(MENAFNEditorial) CALGARY, Alberta, May 11, 2018 (GLOBE NEWSWIRE) -- Questerre energy Corporation ('Questerre' or the 'Company') (TSX: QEC ) (OSE: QEC ) reported today on its financial and operating results for the first quarter ended March 31, 2018.
Michael Binnion, President and Chief Executive Officer of Questerre, commented, 'Our production and cash flow growth this quarter was primarily driven by the increased investment in Kakwa. Production from the joint venture acreage almost doubled from the first quarter of 2017. With additional drilling scheduled for later this summer at Kakwa, we could see production dip in the next few quarters before a further increase by year-end.'
He added, 'Through a recent partnership with an experienced Montney operator, we plan to develop our immediately offsetting acreage. We are looking forward to the results from the first well given the strong condensate rates and low acid gas from our adjacent producing wells.'
Highlights
- Average daily production over 2,000 boe/d for the quarter
- Adjusted funds flow from operations more than doubled to $4.7 million
- Questerre partners with experienced operator to develop Kakwa North acreage
- Questerre commissions integration study for Jordan oil shale project
Commenting on Quebec, he noted, 'We were encouraged by comments this May from the Minister of Environment noting that the Minister of Energy and Natural Resources will soon be tabling regulations for hydrocarbons. Once finalized, we will be meeting with the municipalities to secure the local acceptability we need. We are confident there is interest in our clean gas pilot and its environmental and economic benefits.' Updating developments on its project in Jordan, he further added, 'During the quarter, we engaged Hatch Ltd., a global engineering firm, to review the engineering and economics for our oil shale project in Jordan. The initial project will target production of approximately 50,000 bbls/d and will include the costs to upgrade the produced oil to diesel and gasoline. Once this study is completed, we plan to commission a more detailed pre-FEED study as we commence negotiations for a concession agreement.'
As a result of the increased capital investment in Kakwa last year, the Company reported higher production volumes over prior periods. Production averaged 2,013 boe/d for the quarter compared to 1,123 boe/d for the same period last year with Kakwa accounting for over three quarters of production during both periods. Gross revenue more than doubled to $9.54 million with higher production volumes benefitting from higher oil prices in the period. The higher revenue contributed to adjusted funds flow from operations of $4.65 million for the period compared to $1.41 million last year. The Company reported net income of $0.06 million for the current quarter compared to a loss of $0.52 million for the first quarter last year.
+++++
Rewrite the Questerre quarterly report starting with "(MENAFNEditorial) CALGARY, Alberta, May" and going on through "March 31, 2018.", with "first quarter" changed to "opening quarter".

### [Dataset content]
+++++
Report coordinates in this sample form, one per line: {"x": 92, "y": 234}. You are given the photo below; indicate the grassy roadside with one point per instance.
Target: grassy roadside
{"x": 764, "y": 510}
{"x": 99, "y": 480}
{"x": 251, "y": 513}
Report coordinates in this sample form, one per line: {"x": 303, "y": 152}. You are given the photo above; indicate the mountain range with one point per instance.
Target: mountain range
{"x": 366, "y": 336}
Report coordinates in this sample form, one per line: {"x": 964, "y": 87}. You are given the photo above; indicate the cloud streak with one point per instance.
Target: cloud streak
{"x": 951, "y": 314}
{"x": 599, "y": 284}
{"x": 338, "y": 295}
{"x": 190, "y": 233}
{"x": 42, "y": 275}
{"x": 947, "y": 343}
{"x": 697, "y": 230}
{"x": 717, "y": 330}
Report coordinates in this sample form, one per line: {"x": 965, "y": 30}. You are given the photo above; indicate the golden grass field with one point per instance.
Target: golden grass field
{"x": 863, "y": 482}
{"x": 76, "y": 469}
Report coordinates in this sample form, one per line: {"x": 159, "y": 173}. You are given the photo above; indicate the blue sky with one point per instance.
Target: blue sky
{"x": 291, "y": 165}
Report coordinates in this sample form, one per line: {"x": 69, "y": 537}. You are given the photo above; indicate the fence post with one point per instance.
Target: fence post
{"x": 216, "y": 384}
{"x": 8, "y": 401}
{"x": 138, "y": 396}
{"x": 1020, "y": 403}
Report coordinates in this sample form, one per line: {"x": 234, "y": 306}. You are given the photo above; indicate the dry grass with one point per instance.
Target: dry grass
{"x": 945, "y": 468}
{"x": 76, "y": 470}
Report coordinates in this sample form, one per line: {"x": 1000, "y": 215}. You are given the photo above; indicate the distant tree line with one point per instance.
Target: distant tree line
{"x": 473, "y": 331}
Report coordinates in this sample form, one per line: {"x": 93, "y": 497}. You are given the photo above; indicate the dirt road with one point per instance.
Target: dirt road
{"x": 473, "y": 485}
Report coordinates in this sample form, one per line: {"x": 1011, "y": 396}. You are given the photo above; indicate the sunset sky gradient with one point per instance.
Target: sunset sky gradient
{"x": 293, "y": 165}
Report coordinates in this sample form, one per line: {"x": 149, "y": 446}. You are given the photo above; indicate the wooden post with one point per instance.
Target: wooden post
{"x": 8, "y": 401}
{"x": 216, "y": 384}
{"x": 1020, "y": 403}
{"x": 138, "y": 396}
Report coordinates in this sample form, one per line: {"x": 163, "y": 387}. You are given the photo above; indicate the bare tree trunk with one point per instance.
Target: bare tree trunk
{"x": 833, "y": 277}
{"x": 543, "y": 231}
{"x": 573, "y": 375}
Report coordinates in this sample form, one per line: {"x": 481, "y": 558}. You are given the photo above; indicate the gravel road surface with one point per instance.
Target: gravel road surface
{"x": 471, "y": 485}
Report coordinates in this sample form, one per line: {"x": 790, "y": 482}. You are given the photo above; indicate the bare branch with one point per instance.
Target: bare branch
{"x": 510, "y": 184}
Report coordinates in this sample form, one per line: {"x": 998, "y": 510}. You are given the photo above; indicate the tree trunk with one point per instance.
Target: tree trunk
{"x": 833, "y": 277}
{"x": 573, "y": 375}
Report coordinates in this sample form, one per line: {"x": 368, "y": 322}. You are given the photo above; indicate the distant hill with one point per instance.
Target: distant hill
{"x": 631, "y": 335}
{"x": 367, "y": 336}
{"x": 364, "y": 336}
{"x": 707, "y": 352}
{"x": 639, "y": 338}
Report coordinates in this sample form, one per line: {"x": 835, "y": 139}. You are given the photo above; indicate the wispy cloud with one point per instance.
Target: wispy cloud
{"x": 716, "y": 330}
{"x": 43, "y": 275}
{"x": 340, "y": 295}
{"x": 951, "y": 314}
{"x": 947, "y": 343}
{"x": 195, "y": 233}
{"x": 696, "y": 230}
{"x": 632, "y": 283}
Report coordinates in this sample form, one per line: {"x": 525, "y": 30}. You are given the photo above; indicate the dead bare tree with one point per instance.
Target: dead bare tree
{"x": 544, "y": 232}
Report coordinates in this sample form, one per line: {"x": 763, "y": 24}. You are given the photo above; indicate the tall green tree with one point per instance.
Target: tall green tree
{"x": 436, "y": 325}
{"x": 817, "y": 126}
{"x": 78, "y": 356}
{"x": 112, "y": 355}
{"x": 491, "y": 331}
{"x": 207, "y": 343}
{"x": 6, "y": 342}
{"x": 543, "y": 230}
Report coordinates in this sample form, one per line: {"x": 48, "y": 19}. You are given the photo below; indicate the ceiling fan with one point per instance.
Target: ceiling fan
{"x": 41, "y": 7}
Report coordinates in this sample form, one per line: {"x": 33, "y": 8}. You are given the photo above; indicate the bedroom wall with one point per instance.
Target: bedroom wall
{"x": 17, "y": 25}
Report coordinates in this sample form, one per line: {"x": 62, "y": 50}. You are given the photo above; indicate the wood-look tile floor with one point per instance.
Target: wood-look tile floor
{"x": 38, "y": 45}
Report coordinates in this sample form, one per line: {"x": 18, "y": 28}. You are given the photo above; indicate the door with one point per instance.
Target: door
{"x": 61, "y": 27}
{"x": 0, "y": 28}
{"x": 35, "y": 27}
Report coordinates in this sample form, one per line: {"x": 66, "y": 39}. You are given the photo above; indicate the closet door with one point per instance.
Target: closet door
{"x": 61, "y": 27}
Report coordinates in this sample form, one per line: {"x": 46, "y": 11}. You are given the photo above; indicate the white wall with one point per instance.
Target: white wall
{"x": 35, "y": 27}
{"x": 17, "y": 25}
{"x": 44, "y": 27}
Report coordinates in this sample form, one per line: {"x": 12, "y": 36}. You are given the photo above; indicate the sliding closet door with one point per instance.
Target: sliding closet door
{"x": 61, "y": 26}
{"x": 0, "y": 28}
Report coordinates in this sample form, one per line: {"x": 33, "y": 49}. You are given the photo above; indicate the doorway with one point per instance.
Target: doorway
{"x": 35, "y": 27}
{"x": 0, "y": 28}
+++++
### [Response to the task]
(MENAFNEditorial) CALGARY, Alberta, May 11, 2018 (GLOBE NEWSWIRE) -- Questerre energy Corporation ('Questerre' or the 'Company') (TSX: QEC ) (OSE: QEC ) reported today on its financial and operating results for the opening quarter ended March 31, 2018.